>> Begin SOURCE PASSAGE

Embedded Operating Systems

By: Segiy Sergienko, 2 May 2018
6 minutes

Reading Time: 6 minutes

When you choose the operating systems for your personal computer, it is unlikely that you pay it that much attention. After all, the choice is not particularly wide – Windows, macOS or Linux. If we are talking about an operating system for embedded devices, however, here the diversity can be overwhelming. Experience shows that this factor significantly complicates the decision-making.

So, if you need an embedded OS to implement your, you can start by considering the following three basic groups of OSs:

  • general purpose (Linux/Windows/macOS) and real-time (RTOS) – for high-performance hardware, comparable to desktop PCs;
  • based on a simple core – either for running complex apps on low-fi hardware or for scalable projects with high demands to performance;
  • kernel-less firmware – for simple devices of limited functionality.

Regardless of which of these groups is most appropriate for your project, there are potentially three alternative approaches to acquiring them: commercial, free and self-written.

Commercial Operating Systems

Most of the known OSs are commercial. Below we will analyze their main advantages and disadvantages

Pros:

  • developers usually have high expertise in the field of system programming (this is, in fact, a kind of quality guarantee);
  • qualified customer service;
  • simple porting to new generation devices;
  • high-quality documentation, supplied in a public electronic format;
  • an extensive list of supported peripherals and hardware;
  • useful features for creating multi-threaded programs (for example, RTOS-debugger, the ability to interrupt the work of the CPU or individual tasks, IPC, various file systems, programs for working with computer graphics, etc.).

Cons:

  • the prices for a license can vary greatly depending on the licensing model or the set of programs that are included;
  • the source code in most cases is closed; thus, app developers have no complete understanding of how their software would work under this OS;
  • binding to a specific software vendor (differences in the APIs of different operating systems make it very difficult to transfer applications between platforms, but this problem can be solved by “workarounds” – for example, through the use of the POSIX API);
  • redundancy of functionality (there may be functions in the OS that you do not need but still have to pay for).

Free (Community) Operating Systems

As a rule, most programmers prefer to use commercial operating systems due to their wider target audiences. Nevertheless, there are also completely free OSs that have quite advanced functionality and a vast range of capabilities in terms of development. Below we have collected the main pros and cons of such operating systems.

Pros:

  • no fees (although some additional features or capabilities in such systems are usually chargeable);
  • open source code (this is useful in cases where the OS is not endowed with well-structured documentation or developers need to port an existing software suite to new hardware different from that for which the OS was designed);
  • in most cases, large and active online user communities.

>> End SOURCE PASSAGE
>> Begin DATA LINES

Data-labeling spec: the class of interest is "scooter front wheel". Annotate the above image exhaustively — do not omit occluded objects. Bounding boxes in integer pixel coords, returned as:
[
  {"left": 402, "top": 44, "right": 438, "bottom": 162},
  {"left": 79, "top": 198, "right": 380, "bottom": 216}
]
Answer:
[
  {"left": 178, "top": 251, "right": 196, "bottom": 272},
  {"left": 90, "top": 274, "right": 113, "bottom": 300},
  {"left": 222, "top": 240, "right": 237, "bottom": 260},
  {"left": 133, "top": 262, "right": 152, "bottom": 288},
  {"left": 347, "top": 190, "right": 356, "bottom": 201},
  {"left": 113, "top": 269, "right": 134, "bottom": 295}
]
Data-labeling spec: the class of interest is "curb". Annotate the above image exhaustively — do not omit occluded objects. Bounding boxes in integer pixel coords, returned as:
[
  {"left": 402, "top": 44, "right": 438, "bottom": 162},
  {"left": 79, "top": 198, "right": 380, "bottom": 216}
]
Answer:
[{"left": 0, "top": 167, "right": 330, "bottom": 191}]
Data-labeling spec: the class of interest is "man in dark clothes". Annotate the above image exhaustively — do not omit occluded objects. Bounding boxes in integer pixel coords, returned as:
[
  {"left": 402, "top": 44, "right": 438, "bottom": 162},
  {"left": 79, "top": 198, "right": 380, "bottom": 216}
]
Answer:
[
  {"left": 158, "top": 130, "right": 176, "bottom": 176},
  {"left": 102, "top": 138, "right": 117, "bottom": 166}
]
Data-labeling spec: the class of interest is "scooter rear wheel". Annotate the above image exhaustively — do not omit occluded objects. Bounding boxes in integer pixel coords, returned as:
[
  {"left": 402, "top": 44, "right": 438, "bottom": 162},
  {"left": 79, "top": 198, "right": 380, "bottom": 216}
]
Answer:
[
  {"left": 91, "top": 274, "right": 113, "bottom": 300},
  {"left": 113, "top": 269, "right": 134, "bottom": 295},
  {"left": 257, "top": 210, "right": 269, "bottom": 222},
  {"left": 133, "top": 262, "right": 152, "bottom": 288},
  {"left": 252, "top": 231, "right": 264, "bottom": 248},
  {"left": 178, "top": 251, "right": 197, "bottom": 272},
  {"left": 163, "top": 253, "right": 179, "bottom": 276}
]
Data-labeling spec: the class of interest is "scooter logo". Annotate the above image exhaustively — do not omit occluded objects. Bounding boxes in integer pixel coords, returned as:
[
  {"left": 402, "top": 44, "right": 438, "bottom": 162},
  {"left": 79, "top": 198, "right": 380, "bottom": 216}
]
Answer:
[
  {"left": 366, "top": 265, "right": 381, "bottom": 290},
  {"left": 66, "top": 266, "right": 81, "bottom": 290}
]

>> End DATA LINES

AIM =>
According to the embedded operating systems article, what are the three approaches to acquiring an OS?

THE SOLUTION =>
Commercial, free, and self-written.